**EXCERTO DA PÁGINA:**

Como distinguir dos outros
O teu amor verdadeiro
Trás sandália, Trás bordão
Concha de Romeiro
Aí morreu senhora e partiu
É somente um morto
Junto aos pés tem uma pedra
Relva sobre o corpo
Canção Ofélia, Hamlet de William Shakespeare
Um titulo estranho. Uma canção do Hamlet. Um cartaz com uma peça do Chekhov. Qual será a ligação de tudo isto? (Perguntas tu.)
Varvara Mikhailovna é o nome completo da personagem Vária, da peça O Cerejal de Anton Chekhov.
Este projecto está aqui porque me trouxe novos horizontes no trabalho enquanto actriz, fez-me também superar dificuldades e deu-me também uma fantástica consciência do que eu sou enquanto represento. Trabalhámos com o actor e encenador Alexandre Pieroni Calado, e posso afirmar que até ao momento foi o projecto que mais conteúdo me deu.

**LISTA DE ENTRADAS:**
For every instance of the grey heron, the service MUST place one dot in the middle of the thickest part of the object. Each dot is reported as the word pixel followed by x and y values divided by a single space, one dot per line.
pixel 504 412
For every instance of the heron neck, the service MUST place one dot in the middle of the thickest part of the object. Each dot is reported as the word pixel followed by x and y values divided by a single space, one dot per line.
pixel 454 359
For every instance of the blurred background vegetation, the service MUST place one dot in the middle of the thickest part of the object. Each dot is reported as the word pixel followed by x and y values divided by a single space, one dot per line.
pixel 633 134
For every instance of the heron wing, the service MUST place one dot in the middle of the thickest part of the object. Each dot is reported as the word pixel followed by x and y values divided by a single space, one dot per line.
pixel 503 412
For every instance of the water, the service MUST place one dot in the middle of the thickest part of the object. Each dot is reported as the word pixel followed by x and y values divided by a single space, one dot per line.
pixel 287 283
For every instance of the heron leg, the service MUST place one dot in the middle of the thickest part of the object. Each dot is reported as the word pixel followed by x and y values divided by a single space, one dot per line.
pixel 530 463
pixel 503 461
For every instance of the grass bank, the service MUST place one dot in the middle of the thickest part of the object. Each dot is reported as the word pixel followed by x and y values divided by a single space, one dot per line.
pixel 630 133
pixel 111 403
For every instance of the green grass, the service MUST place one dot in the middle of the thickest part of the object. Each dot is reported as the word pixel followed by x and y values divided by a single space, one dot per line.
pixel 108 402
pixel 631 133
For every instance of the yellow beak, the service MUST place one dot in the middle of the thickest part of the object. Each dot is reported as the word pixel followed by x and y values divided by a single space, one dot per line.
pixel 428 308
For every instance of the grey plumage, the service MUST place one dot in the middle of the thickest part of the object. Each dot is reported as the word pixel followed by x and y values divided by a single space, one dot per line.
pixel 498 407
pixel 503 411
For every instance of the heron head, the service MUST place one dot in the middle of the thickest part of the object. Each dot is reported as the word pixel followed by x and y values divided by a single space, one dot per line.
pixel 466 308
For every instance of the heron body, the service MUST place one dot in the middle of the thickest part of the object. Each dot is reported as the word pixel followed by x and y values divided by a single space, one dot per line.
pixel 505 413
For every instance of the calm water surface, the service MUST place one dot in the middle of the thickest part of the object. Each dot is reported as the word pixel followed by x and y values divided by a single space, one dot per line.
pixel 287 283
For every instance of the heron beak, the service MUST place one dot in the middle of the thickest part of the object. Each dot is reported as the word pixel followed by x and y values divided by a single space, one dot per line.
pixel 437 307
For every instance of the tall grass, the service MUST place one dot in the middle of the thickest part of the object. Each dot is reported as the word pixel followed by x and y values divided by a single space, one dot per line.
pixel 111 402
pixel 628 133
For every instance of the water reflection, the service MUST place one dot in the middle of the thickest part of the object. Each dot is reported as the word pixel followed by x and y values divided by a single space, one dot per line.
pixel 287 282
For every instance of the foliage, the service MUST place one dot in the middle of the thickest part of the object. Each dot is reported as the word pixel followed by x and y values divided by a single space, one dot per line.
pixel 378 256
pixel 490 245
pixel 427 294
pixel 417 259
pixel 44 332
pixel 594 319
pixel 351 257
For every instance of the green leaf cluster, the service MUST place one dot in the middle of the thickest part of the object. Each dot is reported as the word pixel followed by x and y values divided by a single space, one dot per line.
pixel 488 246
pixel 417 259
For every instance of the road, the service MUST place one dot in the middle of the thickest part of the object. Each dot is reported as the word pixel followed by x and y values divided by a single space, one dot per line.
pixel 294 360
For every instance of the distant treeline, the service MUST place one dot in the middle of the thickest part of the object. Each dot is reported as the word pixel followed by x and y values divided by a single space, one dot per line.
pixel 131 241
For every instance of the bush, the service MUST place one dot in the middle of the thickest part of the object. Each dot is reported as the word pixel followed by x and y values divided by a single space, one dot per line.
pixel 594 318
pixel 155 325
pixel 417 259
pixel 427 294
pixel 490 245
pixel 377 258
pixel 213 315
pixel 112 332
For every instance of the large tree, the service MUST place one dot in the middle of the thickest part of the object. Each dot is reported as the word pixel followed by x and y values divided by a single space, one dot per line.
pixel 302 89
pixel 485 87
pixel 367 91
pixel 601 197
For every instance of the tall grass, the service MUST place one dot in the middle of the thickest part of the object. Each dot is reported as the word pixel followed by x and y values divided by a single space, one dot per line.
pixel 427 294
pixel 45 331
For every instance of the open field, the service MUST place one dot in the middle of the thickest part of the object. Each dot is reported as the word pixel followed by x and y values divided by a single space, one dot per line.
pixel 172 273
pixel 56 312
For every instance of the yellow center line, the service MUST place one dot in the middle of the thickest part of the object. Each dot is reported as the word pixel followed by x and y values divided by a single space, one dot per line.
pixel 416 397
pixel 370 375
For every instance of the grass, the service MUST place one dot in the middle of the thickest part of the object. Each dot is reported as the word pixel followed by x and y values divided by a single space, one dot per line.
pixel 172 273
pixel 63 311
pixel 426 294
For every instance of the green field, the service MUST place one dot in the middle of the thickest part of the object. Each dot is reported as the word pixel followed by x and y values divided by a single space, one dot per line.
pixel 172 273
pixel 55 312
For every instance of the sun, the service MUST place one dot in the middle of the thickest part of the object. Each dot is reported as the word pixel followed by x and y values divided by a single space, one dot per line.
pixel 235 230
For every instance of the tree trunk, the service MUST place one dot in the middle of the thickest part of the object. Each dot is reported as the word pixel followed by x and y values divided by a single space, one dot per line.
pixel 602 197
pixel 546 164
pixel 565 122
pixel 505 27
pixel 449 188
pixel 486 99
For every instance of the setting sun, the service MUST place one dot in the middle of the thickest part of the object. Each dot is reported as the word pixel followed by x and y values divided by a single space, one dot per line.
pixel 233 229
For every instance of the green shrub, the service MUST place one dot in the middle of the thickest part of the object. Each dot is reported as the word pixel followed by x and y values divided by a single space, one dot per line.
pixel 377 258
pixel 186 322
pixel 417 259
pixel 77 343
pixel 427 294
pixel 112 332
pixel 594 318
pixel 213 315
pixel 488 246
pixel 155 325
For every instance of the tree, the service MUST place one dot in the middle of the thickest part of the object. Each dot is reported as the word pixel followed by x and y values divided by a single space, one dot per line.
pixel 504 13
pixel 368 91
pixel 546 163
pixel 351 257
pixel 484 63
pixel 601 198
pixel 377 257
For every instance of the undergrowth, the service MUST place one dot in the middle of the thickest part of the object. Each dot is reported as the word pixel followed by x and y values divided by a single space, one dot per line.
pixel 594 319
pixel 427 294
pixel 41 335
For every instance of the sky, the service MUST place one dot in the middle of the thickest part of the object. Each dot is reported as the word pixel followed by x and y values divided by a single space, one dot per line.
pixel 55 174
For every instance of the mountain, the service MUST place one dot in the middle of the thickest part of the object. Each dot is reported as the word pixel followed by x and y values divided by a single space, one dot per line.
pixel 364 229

**INSTRUÇÕES:**
Imprime o excerto da página na íntegra, sem qualquer alteração. As entradas não têm qualquer relação com o excerto da página.

**RESULTADO:**
Como distinguir dos outros
O teu amor verdadeiro
Trás sandália, Trás bordão
Concha de Romeiro
Aí morreu senhora e partiu
É somente um morto
Junto aos pés tem uma pedra
Relva sobre o corpo
Canção Ofélia, Hamlet de William Shakespeare
Um titulo estranho. Uma canção do Hamlet. Um cartaz com uma peça do Chekhov. Qual será a ligação de tudo isto? (Perguntas tu.)
Varvara Mikhailovna é o nome completo da personagem Vária, da peça O Cerejal de Anton Chekhov.
Este projecto está aqui porque me trouxe novos horizontes no trabalho enquanto actriz, fez-me também superar dificuldades e deu-me também uma fantástica consciência do que eu sou enquanto represento. Trabalhámos com o actor e encenador Alexandre Pieroni Calado, e posso afirmar que até ao momento foi o projecto que mais conteúdo me deu.